- Problem details
Pull out every line of the items below that contains the string "face", matching case exactly.

[Segmentation data]
══════════

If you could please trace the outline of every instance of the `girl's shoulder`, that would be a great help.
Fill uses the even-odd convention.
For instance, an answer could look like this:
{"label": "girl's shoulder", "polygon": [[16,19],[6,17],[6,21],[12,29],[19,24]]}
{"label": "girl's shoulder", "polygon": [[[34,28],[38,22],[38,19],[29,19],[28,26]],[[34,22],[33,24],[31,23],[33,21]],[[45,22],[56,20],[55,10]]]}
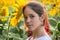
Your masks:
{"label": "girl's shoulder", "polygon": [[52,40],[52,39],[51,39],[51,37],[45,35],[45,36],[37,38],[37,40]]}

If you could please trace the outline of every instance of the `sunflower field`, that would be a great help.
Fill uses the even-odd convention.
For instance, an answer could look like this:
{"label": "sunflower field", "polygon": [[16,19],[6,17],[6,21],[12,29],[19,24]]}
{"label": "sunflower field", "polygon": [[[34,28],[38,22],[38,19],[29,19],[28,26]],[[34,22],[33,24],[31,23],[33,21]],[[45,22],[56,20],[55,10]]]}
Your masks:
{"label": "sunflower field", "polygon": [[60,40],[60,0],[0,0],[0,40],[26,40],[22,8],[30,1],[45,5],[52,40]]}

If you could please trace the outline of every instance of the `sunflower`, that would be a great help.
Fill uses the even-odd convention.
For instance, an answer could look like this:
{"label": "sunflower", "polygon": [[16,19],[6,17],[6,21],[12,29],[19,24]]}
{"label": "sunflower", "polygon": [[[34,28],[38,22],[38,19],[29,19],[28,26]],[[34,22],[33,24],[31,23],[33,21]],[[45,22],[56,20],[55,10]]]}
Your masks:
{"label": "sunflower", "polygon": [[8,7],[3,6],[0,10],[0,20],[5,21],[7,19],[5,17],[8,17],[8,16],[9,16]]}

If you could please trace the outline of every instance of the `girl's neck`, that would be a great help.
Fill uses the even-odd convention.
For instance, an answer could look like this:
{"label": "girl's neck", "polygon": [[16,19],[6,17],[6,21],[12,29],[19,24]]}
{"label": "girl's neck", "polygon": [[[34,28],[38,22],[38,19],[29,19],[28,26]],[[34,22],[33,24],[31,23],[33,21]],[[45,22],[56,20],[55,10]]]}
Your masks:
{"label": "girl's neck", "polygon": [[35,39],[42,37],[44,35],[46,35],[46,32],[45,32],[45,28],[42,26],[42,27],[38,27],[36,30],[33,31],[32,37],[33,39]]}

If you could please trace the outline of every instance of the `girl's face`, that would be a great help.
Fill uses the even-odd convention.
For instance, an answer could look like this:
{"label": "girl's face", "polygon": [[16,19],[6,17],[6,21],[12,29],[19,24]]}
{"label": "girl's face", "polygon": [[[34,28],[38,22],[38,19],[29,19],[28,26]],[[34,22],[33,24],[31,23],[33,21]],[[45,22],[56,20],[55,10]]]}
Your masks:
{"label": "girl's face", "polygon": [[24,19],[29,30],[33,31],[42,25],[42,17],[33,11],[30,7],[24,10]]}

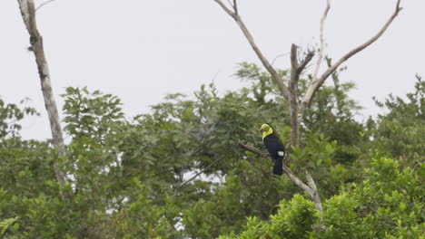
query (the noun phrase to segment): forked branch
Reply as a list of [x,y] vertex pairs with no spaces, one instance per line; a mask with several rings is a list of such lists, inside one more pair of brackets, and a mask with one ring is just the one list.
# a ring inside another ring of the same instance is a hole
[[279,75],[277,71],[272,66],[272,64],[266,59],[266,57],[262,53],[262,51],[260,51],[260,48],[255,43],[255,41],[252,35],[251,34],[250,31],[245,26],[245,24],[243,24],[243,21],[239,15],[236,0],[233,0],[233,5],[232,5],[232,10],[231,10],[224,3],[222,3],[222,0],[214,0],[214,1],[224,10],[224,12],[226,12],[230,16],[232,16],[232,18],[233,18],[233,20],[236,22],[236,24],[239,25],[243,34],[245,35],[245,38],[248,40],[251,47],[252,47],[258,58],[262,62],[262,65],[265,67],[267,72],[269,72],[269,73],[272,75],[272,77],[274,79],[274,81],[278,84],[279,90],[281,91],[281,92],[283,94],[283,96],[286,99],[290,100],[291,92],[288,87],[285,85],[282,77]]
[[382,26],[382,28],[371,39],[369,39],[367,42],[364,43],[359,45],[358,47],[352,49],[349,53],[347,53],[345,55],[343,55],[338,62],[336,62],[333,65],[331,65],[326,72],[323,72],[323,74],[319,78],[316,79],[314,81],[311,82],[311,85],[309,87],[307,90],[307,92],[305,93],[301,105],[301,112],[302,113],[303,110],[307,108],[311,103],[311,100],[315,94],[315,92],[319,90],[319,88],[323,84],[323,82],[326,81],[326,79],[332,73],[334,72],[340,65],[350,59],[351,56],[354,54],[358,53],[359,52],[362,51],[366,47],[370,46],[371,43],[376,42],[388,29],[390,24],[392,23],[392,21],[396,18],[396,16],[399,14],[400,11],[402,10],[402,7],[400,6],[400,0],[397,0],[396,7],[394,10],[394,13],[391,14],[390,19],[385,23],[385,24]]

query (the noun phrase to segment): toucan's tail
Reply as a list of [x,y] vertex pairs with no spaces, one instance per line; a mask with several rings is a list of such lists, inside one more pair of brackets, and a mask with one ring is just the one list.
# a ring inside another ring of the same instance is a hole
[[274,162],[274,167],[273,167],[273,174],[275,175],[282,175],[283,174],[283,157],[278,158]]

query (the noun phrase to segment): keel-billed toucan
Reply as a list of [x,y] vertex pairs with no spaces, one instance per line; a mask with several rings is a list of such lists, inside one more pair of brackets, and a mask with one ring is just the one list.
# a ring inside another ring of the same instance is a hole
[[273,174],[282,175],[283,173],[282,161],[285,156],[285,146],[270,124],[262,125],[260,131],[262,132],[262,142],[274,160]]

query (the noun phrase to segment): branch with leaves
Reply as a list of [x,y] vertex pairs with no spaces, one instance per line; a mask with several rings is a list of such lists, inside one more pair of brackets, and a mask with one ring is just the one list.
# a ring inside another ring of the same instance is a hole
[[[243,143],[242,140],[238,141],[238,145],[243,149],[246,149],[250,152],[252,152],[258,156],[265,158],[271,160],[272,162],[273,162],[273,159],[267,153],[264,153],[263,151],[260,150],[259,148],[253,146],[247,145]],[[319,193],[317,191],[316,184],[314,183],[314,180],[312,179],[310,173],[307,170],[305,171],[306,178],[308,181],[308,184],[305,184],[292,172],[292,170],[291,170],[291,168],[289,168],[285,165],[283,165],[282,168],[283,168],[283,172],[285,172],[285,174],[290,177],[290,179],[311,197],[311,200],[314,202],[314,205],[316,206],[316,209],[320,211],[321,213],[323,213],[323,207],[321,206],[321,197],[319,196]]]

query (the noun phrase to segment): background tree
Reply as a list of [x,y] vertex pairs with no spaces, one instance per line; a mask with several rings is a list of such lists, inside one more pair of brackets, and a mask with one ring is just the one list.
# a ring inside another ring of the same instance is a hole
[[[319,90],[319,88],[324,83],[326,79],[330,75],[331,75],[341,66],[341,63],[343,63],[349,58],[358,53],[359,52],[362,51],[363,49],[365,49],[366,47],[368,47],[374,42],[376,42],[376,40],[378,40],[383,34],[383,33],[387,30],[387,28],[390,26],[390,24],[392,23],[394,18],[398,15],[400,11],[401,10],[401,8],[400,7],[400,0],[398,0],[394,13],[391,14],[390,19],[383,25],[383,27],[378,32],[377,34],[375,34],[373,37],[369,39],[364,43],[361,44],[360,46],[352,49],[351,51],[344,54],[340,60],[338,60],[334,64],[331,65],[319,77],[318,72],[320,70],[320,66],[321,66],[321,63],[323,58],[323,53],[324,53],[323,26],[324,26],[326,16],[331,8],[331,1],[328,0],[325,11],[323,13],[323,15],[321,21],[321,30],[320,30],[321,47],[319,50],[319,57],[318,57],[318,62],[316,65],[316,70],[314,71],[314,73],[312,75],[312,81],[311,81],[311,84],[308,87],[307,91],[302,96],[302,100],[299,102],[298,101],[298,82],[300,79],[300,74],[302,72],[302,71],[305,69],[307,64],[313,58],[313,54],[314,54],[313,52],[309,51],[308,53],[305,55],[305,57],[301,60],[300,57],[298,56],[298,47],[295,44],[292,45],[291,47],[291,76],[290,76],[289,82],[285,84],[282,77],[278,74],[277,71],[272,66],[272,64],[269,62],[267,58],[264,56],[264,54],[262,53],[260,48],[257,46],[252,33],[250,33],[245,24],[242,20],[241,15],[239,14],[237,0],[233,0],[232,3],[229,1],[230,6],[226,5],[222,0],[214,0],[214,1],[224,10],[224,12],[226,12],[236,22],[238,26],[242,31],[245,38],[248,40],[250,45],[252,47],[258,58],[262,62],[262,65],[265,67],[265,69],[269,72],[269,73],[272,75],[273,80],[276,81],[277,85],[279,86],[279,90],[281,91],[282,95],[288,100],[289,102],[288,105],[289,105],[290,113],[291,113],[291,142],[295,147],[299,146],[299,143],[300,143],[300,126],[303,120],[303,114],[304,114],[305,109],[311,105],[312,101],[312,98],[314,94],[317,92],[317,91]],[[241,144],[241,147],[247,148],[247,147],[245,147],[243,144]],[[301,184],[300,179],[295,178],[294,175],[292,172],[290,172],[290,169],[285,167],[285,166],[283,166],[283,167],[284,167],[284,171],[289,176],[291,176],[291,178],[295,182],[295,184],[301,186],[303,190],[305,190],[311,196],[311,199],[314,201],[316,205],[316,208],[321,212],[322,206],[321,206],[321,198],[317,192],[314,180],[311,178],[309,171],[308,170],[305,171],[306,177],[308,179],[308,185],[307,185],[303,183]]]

══════════

- Output of the exercise
If you could please trace the outline of every instance of the `girl's face`, that would be a great help.
{"label": "girl's face", "polygon": [[16,19],[6,17],[6,21],[12,29],[19,24]]}
{"label": "girl's face", "polygon": [[[34,28],[38,22],[38,19],[29,19],[28,26]],[[34,22],[33,24],[31,23],[33,21]],[[45,22],[56,20],[55,10]]]}
{"label": "girl's face", "polygon": [[24,19],[29,30],[33,31],[42,25],[42,17],[33,11],[30,7],[24,10]]}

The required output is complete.